• **Your objective**:
What lines below contain the word "green"? Please pull each one out.

* * *

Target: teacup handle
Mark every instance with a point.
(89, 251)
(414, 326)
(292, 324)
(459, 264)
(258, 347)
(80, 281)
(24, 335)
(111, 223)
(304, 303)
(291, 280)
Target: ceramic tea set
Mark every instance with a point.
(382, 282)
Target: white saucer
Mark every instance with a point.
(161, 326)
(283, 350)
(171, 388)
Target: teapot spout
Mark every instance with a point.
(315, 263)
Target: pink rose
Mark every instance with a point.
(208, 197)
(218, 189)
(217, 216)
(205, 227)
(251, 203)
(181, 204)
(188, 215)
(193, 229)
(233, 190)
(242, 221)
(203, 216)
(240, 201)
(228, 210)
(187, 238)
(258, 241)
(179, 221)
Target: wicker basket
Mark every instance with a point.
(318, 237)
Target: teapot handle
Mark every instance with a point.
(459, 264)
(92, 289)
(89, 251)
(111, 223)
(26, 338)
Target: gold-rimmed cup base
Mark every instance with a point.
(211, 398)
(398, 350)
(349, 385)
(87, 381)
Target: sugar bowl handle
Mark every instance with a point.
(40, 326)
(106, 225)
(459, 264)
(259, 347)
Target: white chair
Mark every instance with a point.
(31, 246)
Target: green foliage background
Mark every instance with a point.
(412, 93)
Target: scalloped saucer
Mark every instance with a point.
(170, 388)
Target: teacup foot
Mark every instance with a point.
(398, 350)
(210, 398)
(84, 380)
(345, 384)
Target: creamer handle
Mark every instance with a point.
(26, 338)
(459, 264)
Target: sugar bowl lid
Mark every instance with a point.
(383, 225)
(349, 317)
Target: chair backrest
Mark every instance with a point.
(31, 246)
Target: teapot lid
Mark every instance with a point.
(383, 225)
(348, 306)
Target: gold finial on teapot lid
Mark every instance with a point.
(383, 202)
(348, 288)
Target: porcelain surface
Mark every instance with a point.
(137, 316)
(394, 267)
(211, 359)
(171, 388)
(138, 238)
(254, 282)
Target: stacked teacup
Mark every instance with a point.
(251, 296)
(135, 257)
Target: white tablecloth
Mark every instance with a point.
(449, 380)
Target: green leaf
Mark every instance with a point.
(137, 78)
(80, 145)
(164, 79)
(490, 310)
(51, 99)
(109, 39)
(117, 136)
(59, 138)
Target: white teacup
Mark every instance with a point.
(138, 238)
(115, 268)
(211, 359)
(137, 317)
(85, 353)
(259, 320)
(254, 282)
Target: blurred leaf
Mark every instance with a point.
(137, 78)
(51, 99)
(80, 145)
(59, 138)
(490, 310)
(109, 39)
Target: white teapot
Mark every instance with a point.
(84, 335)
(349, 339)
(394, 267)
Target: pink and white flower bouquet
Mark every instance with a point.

* * *

• **Answer to the exercise**:
Target: green foliage background
Target: green leaf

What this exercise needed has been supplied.